**What is expected:** Wherever the string "point" appears in the listing, copy that line.

**Information supplied:**

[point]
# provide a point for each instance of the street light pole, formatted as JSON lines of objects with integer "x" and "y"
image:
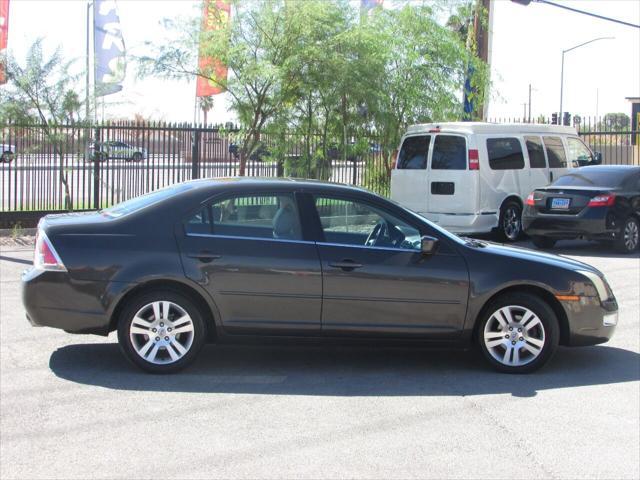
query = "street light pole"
{"x": 562, "y": 67}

**Output of the exercise:**
[point]
# provide a point for each instance of the street light pole, formatted as JSON lines of objects with integer "x" and "y"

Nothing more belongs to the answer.